— BEGIN Available data —

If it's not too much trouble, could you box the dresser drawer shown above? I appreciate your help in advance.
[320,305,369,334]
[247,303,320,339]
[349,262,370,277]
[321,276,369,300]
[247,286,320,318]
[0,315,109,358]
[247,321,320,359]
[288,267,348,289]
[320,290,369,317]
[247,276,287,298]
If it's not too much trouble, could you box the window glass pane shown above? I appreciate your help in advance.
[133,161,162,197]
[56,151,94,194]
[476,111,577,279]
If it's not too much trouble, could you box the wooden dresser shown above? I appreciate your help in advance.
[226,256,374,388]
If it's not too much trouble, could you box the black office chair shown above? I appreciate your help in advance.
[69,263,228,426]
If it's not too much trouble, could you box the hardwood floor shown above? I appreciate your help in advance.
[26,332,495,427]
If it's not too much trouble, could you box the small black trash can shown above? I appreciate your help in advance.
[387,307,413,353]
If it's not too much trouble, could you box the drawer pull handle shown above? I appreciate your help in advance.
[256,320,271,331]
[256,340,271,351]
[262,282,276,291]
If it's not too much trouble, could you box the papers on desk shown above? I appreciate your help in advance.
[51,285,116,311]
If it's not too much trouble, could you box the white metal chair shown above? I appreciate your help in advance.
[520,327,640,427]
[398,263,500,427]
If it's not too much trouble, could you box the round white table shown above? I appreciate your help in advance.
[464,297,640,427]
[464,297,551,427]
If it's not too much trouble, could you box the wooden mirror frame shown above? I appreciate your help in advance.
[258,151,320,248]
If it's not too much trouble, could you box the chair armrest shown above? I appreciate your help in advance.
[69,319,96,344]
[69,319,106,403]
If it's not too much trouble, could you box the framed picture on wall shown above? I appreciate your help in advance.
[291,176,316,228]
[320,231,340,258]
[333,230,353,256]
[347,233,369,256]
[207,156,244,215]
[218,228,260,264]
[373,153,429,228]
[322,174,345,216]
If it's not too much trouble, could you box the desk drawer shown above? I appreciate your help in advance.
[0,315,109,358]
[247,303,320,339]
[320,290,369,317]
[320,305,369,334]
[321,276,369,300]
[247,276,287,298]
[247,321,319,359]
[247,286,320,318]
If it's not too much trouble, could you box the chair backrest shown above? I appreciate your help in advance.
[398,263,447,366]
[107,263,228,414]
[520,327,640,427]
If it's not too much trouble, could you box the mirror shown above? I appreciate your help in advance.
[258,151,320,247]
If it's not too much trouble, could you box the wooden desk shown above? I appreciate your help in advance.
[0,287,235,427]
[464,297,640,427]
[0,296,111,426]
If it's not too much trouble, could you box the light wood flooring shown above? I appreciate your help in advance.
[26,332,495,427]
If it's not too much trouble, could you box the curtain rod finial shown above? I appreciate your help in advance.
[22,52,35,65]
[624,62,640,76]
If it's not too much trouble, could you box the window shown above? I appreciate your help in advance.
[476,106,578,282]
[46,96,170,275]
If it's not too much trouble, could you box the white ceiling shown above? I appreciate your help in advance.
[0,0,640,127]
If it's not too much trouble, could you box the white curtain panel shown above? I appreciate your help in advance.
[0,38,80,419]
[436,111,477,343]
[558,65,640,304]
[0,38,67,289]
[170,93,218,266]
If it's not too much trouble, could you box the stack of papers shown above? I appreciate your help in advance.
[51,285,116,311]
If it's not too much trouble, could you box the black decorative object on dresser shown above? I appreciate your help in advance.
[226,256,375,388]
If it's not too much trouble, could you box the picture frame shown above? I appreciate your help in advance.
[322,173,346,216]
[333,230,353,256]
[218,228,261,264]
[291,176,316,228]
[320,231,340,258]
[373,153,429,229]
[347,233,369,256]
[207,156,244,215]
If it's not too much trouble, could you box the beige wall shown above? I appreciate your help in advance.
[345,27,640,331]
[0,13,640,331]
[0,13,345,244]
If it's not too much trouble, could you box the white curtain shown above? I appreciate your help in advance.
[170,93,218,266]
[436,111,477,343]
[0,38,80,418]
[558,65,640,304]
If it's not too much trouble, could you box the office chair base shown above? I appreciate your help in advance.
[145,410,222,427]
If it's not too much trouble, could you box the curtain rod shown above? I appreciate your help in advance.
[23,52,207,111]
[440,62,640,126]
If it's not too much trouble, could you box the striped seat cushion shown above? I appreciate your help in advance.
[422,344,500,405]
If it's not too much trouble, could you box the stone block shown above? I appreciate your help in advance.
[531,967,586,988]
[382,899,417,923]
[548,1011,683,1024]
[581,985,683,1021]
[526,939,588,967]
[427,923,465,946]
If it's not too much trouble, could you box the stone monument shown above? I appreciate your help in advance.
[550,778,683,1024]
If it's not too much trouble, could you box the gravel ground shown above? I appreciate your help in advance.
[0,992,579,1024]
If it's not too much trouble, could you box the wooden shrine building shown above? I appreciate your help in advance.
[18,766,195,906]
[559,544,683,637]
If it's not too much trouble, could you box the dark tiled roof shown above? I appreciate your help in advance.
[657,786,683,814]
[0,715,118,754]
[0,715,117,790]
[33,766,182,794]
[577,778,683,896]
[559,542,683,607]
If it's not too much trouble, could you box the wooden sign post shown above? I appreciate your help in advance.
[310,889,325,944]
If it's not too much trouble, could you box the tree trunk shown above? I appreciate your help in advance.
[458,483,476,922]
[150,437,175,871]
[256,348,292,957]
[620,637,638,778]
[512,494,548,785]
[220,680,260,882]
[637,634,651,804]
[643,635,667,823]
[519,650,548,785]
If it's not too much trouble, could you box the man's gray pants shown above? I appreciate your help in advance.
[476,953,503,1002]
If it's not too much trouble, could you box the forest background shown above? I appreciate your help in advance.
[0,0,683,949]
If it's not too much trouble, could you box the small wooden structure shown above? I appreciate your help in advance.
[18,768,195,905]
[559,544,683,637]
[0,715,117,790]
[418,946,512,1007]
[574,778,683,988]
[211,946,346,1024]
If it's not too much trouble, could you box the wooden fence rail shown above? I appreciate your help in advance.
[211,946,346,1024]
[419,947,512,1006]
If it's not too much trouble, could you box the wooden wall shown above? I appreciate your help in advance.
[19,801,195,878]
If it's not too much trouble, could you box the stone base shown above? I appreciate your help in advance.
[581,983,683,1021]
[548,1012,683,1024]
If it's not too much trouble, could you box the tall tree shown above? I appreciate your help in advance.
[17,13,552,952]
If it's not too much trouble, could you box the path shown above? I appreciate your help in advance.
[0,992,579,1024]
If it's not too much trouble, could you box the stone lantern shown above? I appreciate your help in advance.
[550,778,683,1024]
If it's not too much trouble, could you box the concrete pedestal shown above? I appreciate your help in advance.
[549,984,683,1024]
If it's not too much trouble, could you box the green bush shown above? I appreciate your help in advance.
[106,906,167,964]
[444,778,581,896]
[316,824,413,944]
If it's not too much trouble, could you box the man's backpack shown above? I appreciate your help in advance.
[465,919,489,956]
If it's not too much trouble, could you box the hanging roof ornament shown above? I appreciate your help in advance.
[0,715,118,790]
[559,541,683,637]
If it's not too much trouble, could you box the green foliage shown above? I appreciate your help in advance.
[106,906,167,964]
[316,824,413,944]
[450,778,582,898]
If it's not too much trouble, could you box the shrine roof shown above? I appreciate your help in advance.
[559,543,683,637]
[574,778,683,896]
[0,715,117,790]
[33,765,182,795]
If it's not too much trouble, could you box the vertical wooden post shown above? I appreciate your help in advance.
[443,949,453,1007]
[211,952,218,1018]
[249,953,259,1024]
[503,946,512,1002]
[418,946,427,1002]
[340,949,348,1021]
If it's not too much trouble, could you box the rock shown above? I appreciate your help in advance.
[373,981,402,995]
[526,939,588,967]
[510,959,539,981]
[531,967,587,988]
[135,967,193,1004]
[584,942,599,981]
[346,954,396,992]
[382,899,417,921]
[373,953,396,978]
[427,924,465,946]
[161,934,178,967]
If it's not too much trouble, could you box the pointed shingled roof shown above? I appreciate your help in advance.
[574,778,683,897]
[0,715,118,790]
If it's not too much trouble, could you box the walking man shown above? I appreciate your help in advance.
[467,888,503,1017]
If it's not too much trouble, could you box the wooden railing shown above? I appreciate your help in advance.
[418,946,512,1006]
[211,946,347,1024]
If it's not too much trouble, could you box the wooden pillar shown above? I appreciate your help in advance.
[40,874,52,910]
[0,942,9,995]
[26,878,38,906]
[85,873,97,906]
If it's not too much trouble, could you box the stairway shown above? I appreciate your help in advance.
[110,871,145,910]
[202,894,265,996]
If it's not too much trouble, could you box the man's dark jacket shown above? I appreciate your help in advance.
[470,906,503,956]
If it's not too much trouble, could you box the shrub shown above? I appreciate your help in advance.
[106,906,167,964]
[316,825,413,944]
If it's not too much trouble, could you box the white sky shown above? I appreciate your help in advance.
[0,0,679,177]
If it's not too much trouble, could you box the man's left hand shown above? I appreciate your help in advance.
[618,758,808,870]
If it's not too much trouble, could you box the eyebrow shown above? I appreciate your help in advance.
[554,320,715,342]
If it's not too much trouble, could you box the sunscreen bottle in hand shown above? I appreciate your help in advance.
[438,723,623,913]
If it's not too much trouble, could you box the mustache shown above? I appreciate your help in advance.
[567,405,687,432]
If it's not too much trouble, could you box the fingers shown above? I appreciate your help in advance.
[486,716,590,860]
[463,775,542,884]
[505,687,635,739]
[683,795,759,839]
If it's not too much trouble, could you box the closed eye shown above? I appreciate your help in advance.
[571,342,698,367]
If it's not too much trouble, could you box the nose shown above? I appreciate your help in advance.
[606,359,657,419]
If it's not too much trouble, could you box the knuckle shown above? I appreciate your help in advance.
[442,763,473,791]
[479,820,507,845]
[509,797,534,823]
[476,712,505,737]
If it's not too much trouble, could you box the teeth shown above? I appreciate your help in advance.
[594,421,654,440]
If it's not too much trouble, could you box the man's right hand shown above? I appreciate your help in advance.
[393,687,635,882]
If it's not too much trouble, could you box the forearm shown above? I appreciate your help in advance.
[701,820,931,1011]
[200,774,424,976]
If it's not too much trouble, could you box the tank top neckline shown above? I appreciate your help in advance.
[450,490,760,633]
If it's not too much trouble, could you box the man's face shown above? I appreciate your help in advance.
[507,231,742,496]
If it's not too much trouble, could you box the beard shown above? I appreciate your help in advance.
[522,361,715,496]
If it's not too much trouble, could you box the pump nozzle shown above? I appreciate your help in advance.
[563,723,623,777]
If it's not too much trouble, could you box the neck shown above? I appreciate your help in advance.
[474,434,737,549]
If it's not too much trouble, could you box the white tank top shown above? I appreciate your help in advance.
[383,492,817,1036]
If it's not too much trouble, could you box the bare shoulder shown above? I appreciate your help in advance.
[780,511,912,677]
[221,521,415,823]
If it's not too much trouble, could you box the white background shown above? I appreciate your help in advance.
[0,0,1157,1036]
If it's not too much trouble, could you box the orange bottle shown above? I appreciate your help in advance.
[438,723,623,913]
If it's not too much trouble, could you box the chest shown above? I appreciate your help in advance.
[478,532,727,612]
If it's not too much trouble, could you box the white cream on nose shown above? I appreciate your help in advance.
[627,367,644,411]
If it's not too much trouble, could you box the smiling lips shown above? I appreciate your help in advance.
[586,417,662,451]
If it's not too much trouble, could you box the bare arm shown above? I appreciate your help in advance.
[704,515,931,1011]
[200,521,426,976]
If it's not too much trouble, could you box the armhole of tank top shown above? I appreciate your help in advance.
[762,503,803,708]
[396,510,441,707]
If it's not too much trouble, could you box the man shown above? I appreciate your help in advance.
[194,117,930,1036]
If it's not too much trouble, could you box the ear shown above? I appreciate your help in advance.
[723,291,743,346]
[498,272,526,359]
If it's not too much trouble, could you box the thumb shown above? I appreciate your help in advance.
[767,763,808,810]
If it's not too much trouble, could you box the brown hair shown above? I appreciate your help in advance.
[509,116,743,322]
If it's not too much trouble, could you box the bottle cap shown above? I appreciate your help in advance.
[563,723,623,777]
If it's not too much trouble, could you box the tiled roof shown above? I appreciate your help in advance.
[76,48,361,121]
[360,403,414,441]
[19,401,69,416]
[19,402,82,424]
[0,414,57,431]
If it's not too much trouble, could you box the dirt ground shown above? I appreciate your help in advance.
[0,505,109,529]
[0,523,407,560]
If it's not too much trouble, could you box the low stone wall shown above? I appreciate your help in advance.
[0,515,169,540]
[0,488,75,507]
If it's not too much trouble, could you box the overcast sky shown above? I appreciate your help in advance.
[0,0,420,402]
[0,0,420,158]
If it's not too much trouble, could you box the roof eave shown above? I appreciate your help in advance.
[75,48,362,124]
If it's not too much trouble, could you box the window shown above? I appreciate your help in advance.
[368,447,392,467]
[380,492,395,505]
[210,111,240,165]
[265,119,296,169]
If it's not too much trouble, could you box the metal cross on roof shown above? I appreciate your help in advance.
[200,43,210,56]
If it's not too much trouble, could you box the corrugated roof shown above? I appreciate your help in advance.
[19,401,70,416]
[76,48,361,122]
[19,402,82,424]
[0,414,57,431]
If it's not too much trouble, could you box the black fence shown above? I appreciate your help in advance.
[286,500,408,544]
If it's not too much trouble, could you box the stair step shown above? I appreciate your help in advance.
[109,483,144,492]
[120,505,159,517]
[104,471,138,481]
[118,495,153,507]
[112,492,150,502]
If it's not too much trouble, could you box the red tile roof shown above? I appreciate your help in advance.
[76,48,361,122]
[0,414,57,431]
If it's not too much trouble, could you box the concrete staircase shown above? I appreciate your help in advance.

— END Available data —

Reformat everything from the start of the rows up to and including the line containing "[288,267,348,289]" as a numbered list, leaving out blank lines.

1. If it's not too much trouble, could you box the dresser drawer shown above? I appreciate your help in advance.
2. [320,305,369,334]
3. [247,303,320,339]
4. [349,262,370,277]
5. [321,276,369,300]
6. [247,286,320,318]
7. [0,315,109,358]
8. [247,321,320,359]
9. [288,267,348,289]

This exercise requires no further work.